### Document segment
---

Natural Bridges National Monument, in the sparsely populated southeastern corner of Utah, is famous for the second-largest natural bridge in the world. It is also notable for its almost perfect lack of light pollution.

Arches staffers have revamped and replaced lights with fully-shielded bulbs. Nearly 100 percent of the park’s lights are now “night-sky friendly,” which means they meet the recommendations by the International Dark-Sky Association to minimize glare and the amount of blue light emitted at night.

Arches staff has worked closely with the Colorado Dark Sky Cooperative and Moab Dark Skies to engage the city of Moab and Grand County in an effort to preserve naturally dark skies.

Arches is bordered by the Colorado River in the southeast and is known as the site of more than 2,000 natural sandstone arches, the largest concentration of natural stone arches in the world.

Light pollution’s harmful effects

More than 80% of the world and more than 99% of the U.S. and European populations live under light-polluted skies, according to the journal Science Advances.

---

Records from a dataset
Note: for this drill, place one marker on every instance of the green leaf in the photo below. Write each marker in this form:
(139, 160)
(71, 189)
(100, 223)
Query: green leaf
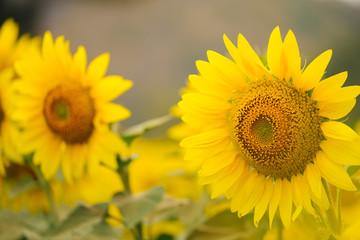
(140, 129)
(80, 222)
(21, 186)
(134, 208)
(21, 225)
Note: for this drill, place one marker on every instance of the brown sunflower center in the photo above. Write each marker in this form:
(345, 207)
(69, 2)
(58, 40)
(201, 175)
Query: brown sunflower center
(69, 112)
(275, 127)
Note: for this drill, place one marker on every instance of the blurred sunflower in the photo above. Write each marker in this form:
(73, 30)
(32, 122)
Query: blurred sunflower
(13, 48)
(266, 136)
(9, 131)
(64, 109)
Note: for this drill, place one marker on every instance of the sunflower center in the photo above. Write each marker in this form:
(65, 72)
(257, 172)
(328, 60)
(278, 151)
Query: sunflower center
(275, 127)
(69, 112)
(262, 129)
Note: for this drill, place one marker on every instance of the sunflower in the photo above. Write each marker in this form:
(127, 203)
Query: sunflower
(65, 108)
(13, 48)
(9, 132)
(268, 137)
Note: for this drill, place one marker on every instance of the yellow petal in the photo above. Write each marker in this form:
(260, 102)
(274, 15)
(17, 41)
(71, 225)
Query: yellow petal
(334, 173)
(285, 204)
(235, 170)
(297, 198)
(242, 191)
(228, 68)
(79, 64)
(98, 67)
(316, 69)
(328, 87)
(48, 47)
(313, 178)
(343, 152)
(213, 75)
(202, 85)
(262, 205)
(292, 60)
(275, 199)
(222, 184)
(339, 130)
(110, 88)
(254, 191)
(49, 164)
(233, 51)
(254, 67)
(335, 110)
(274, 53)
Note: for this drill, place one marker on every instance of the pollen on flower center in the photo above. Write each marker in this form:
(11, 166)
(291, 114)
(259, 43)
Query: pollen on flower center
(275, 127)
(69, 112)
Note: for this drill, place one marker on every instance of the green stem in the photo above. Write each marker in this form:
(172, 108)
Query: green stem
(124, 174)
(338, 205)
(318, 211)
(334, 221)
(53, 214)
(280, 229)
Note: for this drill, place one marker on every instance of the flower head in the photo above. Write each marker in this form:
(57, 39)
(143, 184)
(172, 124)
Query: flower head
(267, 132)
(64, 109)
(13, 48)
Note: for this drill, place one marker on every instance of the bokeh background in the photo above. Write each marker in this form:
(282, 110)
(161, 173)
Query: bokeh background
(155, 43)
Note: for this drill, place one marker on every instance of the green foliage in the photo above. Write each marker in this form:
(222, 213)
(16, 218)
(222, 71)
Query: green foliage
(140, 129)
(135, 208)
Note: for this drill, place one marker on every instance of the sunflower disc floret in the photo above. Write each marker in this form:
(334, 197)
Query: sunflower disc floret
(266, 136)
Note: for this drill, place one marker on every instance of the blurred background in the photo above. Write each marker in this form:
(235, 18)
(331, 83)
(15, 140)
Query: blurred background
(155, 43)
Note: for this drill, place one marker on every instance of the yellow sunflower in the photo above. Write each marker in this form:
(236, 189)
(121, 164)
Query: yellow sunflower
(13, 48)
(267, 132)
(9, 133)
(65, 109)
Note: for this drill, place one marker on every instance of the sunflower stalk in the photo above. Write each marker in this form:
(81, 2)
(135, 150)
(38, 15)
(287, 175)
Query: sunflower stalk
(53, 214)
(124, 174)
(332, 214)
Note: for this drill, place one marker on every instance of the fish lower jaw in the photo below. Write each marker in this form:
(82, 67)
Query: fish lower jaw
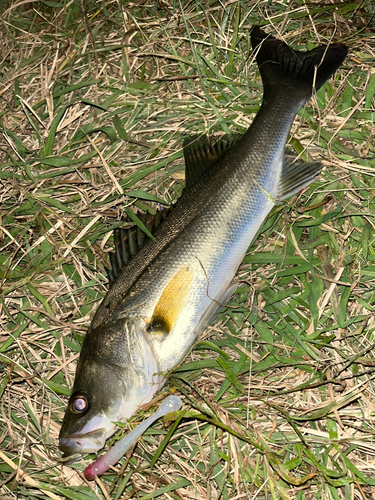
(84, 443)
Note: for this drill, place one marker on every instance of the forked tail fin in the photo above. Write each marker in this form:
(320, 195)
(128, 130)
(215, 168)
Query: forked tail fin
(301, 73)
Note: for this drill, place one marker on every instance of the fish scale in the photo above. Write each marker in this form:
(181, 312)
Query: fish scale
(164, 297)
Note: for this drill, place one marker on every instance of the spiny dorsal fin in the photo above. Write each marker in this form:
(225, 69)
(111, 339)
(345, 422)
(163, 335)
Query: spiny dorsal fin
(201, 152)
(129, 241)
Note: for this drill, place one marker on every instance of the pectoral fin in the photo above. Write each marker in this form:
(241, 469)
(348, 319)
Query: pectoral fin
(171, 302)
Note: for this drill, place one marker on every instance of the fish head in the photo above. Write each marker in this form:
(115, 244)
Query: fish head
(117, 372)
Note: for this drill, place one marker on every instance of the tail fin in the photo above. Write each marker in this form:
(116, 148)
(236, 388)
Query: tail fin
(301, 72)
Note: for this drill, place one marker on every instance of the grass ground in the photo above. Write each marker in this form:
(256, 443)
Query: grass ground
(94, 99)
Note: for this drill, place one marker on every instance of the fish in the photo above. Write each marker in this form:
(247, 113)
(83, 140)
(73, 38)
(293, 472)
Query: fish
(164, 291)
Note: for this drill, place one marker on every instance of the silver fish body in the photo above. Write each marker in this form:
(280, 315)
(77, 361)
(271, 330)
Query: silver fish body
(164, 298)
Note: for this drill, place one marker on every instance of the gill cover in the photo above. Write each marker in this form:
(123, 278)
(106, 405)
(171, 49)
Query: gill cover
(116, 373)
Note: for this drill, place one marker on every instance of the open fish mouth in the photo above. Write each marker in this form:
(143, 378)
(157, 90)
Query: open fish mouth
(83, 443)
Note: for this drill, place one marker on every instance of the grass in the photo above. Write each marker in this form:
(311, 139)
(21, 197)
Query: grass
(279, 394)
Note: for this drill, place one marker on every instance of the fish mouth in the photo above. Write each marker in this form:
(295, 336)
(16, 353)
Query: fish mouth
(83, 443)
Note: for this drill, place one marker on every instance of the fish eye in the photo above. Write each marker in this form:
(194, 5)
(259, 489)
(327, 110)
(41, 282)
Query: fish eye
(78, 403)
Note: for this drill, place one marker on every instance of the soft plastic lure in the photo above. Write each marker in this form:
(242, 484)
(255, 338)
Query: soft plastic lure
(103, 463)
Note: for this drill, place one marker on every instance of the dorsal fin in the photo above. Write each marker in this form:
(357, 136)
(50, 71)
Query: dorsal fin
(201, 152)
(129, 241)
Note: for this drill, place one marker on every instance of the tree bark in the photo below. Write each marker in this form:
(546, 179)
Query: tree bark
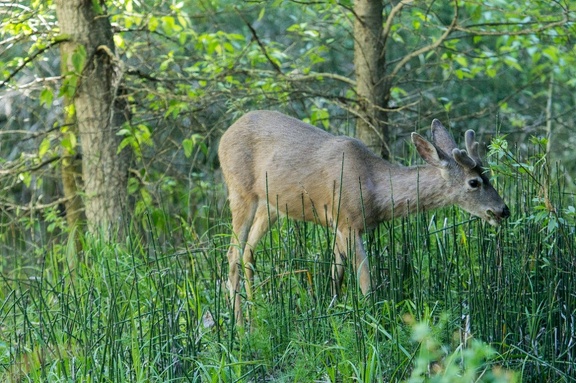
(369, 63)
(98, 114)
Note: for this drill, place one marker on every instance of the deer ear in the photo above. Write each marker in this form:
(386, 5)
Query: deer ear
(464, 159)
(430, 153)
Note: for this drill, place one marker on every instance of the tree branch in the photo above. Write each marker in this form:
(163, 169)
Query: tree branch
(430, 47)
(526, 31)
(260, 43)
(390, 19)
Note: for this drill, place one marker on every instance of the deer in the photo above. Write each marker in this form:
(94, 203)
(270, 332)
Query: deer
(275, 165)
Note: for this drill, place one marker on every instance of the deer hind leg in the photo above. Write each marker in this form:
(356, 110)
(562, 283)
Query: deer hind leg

---

### Exercise directions
Reproduce word for word the part of the text on dark skies in Utah's parks from "Arches staffers have" up to and including "the journal Science Advances.".

### Response
Arches staffers have revamped and replaced lights with fully-shielded bulbs. Nearly 100 percent of the park’s lights are now “night-sky friendly,” which means they meet the recommendations by the International Dark-Sky Association to minimize glare and the amount of blue light emitted at night.

Arches staff has worked closely with the Colorado Dark Sky Cooperative and Moab Dark Skies to engage the city of Moab and Grand County in an effort to preserve naturally dark skies.

Arches is bordered by the Colorado River in the southeast and is known as the site of more than 2,000 natural sandstone arches, the largest concentration of natural stone arches in the world.

Light pollution’s harmful effects

More than 80% of the world and more than 99% of the U.S. and European populations live under light-polluted skies, according to the journal Science Advances.